EXTRACT
■ ■ ■ ■

The record discloses that not until after Astle had agreed to take the land did Spencer communicate to Cleal anything in regard to the previous negotiations with Orr relative to the latter's intended purchase of the property; also that, at the time Astle finally agreed to take the land, the defendant, F. C. Spencer, with Jines participating in the transaction, in assisting the trade, executed a written contract, ostensibly obligating himself individually to sell the land to Astle for the sum of $7,040, terms to be agreed upon, Astle placing the sum of $500 with the State Bank of Ochiltree, the agent in escrow, as a forfeit on the trade. Immediately following the execution of this contract, Spencer wrote Cleal in Iowa that the land was sold to Orr, with the claim in this record that Orr had first purchased the land, but had sold it in the meantime to Astle, and contending that the difference between $5,000 and $7,040 was a, legitimate profit, denying that either had ever agreed to submit an offer of $5,000 to the owner of the land as the agent of Astle. If they agreed to submit Astle's offer of $5,000 cash, Knowing Cleal's price upon the land, it was a fraud upon Astle; and if they were the agents of Cleal, and Spencer, knowing Cleal would accept such an offer, and failed to submit such an offer, it was equally a fraud upon the latter.

■ ■ ■ ■

PROVIDED DATA
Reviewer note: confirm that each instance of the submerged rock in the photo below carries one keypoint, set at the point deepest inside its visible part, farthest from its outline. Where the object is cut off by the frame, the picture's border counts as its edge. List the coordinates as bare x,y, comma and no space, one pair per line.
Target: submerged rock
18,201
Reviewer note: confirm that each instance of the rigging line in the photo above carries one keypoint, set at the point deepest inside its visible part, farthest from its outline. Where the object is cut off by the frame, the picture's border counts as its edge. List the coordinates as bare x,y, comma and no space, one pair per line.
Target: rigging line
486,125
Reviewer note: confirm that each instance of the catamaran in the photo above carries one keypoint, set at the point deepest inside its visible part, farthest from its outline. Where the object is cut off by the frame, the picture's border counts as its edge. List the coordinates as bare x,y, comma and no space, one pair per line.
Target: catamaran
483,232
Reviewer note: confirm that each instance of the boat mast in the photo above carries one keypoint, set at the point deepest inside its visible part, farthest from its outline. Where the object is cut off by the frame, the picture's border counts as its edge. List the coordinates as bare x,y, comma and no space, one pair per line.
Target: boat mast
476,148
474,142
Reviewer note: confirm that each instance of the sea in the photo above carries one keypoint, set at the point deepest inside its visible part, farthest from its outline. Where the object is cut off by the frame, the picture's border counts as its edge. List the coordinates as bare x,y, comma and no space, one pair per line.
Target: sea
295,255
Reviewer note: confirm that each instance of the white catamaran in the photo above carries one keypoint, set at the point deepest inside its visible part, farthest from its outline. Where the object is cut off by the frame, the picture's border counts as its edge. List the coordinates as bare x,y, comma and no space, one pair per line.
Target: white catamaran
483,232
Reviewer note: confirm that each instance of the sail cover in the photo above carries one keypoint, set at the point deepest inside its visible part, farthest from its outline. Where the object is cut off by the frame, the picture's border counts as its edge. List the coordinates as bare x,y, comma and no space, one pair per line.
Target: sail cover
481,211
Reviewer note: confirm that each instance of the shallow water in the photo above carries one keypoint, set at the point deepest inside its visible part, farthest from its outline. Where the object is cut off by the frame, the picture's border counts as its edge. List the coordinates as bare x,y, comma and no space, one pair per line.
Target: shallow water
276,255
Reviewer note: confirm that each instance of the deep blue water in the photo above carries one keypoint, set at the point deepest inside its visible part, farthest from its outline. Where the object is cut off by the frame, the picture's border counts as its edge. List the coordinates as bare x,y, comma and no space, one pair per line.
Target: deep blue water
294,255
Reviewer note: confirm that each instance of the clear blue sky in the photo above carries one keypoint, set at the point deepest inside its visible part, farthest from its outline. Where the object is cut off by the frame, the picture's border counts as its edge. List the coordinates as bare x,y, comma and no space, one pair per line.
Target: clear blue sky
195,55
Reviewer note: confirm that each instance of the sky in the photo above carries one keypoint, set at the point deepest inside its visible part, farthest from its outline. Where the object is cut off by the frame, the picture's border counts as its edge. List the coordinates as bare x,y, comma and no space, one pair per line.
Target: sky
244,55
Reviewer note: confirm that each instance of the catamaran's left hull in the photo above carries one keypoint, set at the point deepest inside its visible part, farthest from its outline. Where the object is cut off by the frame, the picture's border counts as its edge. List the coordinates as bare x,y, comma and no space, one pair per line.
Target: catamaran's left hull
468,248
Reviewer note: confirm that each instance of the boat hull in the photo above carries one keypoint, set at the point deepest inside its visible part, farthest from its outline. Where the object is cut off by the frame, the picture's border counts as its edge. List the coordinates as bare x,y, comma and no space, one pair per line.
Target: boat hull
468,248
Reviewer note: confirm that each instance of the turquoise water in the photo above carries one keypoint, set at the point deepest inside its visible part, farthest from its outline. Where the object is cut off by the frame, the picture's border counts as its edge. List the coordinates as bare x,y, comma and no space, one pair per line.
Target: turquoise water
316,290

■ ■ ■ ■

Answer yes or no on whether each statement agrees with the land-sale text, and quote the words that decide it. 1. Astle put $500 with the State Bank of Ochiltree as a forfeit on the trade. 2. Spencer told Cleal about the earlier negotiations with Orr before Astle agreed to take the land. 3. The written contract Spencer executed set the price of the land at $5,000. The data come from a source separate from the land-sale text.

1. Yes: "Astle placing the sum of $500 with the State Bank of Ochiltree, the agent in escrow, as a forfeit on the trade"
2. No: "not until after Astle had agreed to take the land did Spencer communicate to Cleal anything in regard to the previous negotiations with Orr"
3. No: "ostensibly obligating himself individually to sell the land to Astle for the sum of $7,040"